> **PASSAGE TO READ**

However, birthdays, as we understood the term, did not exist in the antique world per se. We would celebrate the day of the protective spirit of a person, or of his family, clan, or tribe, his daemon or genius, and not his date of birth. Just as in Catholic countries, the day of the saint whose person bears the name is celebrated. For a long time, the birthday was only really known in sufficiently rich and cultivated circles to have a notion of calendar other than that indicated by the passing seasons.

In fact, the first recognised birthday cake appeared in 1802, for the 53rd birthday of German poet Goethe. We know that, out of a concern for the astral theme, he had carefully noted this date. Becoming famous, he gained the custom of celebrating its passing, and allowed himself some luxury such as joining his birthday (August 28) together with that of philosopher Herder (August 25), his son (also 28), the Grand Duke (September 3), and his publisher Christoph Wieland (September 5), so much so that at the Court of Saxony-Weimar, these celebrations became a real summer festival.

Sugar fortresses

The fact that there was an abundance of cakes for the occasion went without saying. Cakes have become an accessory for festivals in the West since the Middle Ages. At the Court of the Pope in Avignon, the King of France or Duke of Burgundy, from the 14th century, “decorated desserts” were served and were more decorative than they were edible. Pastry and sugar-coated fortresses, fountains or naves were made to celebrate, not a birthday, but a mythical event or otherwise, such as the taking of Jerusalem or Troy for instance, or simply for a marriage banquet.

> **ACTIONS TO TAKE**
1 – Answer these about the passage on the history of birthdays, one per line:
(a) In what year did the first recognized birthday cake appear?
(b) Whose birthday fell on August 25?
(c) From what century were "decorated desserts" served at the courts the passage names?
2 – Can you reproduce word for word the part of the passage on the history of birthdays starting at "However, birthdays, as" and ending at "the passing seasons."?
3 – Can you resume the passage on the history of birthdays, picking up right after its final sentence?

> **EXTRACTED MATERIAL**

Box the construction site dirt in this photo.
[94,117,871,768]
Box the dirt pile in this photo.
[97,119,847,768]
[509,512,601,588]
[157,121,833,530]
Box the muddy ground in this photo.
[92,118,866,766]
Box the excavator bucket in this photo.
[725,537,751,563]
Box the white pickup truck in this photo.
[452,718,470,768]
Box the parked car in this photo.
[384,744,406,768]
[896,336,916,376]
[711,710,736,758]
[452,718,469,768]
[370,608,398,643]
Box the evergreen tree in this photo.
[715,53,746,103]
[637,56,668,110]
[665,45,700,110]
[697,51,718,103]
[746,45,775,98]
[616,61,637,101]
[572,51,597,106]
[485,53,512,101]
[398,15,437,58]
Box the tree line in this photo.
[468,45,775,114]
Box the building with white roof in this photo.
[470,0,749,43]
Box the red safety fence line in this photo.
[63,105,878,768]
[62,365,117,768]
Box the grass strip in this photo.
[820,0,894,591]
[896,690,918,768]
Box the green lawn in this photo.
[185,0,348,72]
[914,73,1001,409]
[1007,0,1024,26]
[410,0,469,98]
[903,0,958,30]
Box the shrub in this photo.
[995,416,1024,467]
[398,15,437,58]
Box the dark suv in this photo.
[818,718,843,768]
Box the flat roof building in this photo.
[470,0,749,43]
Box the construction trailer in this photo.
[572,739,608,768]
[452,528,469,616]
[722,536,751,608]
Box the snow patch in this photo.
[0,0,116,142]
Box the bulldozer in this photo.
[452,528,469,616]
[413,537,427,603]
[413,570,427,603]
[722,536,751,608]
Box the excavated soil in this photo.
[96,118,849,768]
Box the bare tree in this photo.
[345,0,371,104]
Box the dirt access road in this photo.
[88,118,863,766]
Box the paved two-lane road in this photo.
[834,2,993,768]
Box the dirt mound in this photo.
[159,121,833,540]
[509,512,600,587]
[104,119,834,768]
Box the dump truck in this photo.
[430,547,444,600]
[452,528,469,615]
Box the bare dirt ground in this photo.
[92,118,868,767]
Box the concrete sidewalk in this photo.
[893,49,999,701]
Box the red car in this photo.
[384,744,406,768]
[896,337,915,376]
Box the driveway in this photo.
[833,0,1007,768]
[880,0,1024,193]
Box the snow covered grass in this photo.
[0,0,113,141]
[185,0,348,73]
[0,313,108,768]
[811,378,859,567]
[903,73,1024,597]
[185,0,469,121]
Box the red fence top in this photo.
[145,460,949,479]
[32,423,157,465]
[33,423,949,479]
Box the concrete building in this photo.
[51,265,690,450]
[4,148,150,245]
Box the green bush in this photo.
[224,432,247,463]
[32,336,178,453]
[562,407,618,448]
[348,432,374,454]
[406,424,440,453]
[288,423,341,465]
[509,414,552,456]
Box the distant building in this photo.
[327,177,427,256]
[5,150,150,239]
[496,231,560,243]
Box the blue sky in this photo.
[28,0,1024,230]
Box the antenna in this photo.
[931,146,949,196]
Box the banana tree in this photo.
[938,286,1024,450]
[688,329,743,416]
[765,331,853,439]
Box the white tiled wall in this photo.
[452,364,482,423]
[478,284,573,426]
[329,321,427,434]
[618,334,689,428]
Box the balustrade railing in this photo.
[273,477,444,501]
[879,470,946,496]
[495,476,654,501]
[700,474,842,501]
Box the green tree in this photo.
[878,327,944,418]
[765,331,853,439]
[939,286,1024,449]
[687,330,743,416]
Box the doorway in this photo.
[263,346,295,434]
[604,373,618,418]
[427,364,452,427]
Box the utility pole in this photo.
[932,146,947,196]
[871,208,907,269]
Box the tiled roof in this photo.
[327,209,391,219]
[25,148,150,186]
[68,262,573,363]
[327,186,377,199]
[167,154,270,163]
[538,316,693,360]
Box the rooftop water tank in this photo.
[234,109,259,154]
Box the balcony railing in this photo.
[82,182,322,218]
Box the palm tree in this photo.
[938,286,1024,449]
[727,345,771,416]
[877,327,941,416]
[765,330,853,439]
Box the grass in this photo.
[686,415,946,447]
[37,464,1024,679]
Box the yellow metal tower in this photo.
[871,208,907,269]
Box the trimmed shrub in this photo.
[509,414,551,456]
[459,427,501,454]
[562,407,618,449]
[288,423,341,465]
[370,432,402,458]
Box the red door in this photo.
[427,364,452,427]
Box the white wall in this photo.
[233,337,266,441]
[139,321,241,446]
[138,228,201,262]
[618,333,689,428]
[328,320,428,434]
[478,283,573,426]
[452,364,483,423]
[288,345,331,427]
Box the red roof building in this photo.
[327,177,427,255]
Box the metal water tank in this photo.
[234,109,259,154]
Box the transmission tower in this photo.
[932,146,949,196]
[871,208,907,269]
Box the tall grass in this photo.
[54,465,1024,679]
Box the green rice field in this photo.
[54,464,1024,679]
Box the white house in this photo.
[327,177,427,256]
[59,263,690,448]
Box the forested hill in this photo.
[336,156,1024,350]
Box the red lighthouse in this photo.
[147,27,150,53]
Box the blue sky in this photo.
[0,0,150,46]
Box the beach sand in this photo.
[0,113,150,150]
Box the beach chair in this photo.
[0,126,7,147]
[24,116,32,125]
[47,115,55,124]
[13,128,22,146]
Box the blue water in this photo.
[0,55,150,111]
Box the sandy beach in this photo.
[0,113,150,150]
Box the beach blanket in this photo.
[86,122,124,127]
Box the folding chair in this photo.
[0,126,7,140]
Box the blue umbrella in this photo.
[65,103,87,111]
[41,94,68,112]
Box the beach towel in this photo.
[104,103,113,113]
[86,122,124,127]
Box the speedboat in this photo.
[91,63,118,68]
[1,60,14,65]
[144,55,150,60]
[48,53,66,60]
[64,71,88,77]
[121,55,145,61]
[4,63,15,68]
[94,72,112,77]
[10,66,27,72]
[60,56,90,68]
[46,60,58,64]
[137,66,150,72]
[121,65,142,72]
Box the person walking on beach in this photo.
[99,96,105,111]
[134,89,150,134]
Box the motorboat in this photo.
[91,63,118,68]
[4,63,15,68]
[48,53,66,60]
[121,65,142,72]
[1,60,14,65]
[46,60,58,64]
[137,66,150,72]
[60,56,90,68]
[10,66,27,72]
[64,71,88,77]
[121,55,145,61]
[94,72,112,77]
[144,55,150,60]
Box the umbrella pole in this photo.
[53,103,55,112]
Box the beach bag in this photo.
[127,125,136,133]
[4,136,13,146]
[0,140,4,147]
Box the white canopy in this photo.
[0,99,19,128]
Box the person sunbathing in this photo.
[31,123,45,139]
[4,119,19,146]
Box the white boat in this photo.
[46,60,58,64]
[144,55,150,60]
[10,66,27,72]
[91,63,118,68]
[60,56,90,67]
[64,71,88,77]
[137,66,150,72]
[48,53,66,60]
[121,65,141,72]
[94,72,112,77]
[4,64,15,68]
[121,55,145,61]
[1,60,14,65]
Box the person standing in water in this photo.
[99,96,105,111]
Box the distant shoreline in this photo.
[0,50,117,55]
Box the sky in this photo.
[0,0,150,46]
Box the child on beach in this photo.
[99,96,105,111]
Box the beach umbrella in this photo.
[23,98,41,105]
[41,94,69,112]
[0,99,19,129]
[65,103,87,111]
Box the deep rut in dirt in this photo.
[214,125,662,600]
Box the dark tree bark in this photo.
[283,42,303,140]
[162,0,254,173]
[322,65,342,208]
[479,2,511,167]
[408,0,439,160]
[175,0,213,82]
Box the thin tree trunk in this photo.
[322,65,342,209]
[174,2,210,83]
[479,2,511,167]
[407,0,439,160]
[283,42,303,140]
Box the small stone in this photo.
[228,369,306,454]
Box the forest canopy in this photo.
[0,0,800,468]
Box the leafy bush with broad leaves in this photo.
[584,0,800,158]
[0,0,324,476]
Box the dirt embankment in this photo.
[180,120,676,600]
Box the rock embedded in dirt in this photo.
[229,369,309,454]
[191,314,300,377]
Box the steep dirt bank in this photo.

> **ANSWERS**
1 –
(a) 1802
(b) The philosopher Herder's
(c) The 14th century

2 –
However, birthdays, as we understood the term, did not exist in the antique world per se. We would celebrate the day of the protective spirit of a person, or of his family, clan, or tribe, his daemon or genius, and not his date of birth. Just as in Catholic countries, the day of the saint whose person bears the name is celebrated. For a long time, the birthday was only really known in sufficiently rich and cultivated circles to have a notion of calendar other than that indicated by the passing seasons.

3 –
Let us jump ahead five centuries, during the reign of Emperor Napoleon, to Antonin Carême, the cook of Talleyrand who survived all changes in the regime, serving Tsar Alexandre I, the future George V of England, Austrian Emperor François I and, finally, James de Rothschild. We are well aware of his famous aphorism: “There are five fine arts: painting, sculpture, poetry, music and architecture which has the primary branch of pastry-making”. He invented the multi-tiered cake, inspired by Palladio and Hubert Robert to create temples or evoke their ruins, using sugar, almond pastry and pastry.

Some like it hot

But he cannot be credited with the idea of the pop-out cake, a cake where a person would jump out and which would become, at the end of the 19th century a must-have for boy’s birthday meals. The date is May 20 1895 and a lady burst out of a cake singing a tune to surprise New York architect Stanford White. The pop-out cake became an accessory of luxury birthday parties throughout the 20th century. With its variations. In the film Some Like It Hot by Billy Wilder, it was a gangster who jumped out of the cream to shoot the gathering. In 1965, for his wife’s birthday, actress Britt Ekland, the unforgettable performer of the Pink Panther Peter Sellers, came out of the cake behind the wheel of a Mini-Cooper.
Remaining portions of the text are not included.